Reproducible data science with Nix, part 10 -- contributing to nixpkgs
R NixI’ve very recently started contributing to the nixpkgs
repository of packages,
which contains all the packages you can install from the Nix package manager. My
contributions are fairly modest: I help fix R packages that need some tweaking
to make them successfully build for Nix. Most of these fixes are very simple
one-liners.
Most users of any free and open source tool rarely contribute to the development of this tool: I don’t think it is due to lack of skills and/or time or interest, but mostly because starting to contribute to a tool requires some knowledge that is rarely written down (even more so for an entire ecosystem). These tools and ecosystems grow organically, and if you’re not in the right spot at the right time or are not lucky enough to have kind people taking time to explain things to you, contributing might feel completely overwhelming.
Thankfully, I was very lucky to have found the small but very active
community of R contributors to nixpkgs
on
Matrix which very kindly took the time
to bring me up to speed!
I wanted to share my experiences in this blog post: but this blog post is not
just going to be about me contributing to nixpkgs
from the perspective of an R
user (and giving you some pointers on how to start yourself), but also about how
I built a report (let’s call it like that) to keep track of which R packages got
fixed. This report is built using R, Nix, Github Actions and lists all the failed
R package builds from Hydra (more on this later). The report gets updated
every day automatically at midnight, and is accessible
here.
I also used a very minimalistic approach to build this: no {tidyverse}
packages, and no Quarto. Why? Mostly just to keep dependencies at a minimum to
accelerate CI/CD, but also for fun. And honestly, I must admit that base R is
more than capable on its own and had forgotten that.

▶ **Listed entries**
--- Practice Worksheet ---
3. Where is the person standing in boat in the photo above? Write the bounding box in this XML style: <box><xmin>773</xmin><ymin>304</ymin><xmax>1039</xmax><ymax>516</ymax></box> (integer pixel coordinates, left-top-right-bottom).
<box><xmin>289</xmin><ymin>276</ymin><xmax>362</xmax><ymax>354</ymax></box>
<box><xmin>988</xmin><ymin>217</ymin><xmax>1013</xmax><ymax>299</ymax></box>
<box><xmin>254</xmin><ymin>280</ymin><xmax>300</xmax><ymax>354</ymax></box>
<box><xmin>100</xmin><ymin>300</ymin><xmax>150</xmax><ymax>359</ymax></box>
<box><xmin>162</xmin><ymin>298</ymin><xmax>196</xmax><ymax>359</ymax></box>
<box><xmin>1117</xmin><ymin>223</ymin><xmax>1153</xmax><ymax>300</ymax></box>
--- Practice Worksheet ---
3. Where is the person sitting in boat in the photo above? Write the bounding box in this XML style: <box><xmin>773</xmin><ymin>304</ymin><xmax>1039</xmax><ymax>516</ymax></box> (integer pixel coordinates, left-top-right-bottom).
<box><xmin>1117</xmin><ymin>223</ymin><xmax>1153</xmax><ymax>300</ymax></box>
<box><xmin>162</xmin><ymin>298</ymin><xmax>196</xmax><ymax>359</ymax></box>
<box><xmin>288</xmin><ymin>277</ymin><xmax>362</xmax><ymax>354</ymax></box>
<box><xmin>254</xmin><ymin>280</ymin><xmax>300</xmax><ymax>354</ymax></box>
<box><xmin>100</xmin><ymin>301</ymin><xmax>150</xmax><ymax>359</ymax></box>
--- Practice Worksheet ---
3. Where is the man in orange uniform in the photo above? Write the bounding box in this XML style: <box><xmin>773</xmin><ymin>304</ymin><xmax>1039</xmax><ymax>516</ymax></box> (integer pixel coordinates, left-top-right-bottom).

▶ **Tasks**
1) Quote the post on contributing to nixpkgs word for word, starting at the words "Most users of" and ending after "feel completely overwhelming.".
2) In the post on contributing to nixpkgs, at what time each day is the report of failed R package builds updated?
3) Continue the post on contributing to nixpkgs from its last sentence.

▶ **Results of the exercise**
1)
Most users of any free and open source tool rarely contribute to the development of this tool: I don’t think it is due to lack of skills and/or time or interest, but mostly because starting to contribute to a tool requires some knowledge that is rarely written down (even more so for an entire ecosystem). These tools and ecosystems grow organically, and if you’re not in the right spot at the right time or are not lucky enough to have kind people taking time to explain things to you, contributing might feel completely overwhelming.

2) At midnight.

3)
Contributing to nixpkgs
As explained in
part 8, nixpkgs
is
“nothing but” a huge GitHub repository containing thousands of Nix expressions.
These expressions are then used to actually build the software that then gets
installed by Nix. For example, this is the expression for
Quarto.
As you can see, it starts by downloading the pre-compiled binary, and then
applying “patches”. Essentially making sure that Quarto installed by Nix is able
to find the other pieces installed by Nix that Quarto needs (Deno, Pandoc, Typst
and so on). It then continues by installing Quarto itself (because we’re
downloading a pre-compiled binary, installation consists in moving files in
the right spot), finally some tests are executed (quarto check
) and then some
metadata is defined. Not every package is defined like this, with a single Nix
expression, though. For example, individual R packages are not defined like
this. Instead, every package from CRAN and Bioconductor gets built using only a
handful of files that can be found
here.
(By the way, you can look for packages and find their associated Nix expressions on the NixOS package search).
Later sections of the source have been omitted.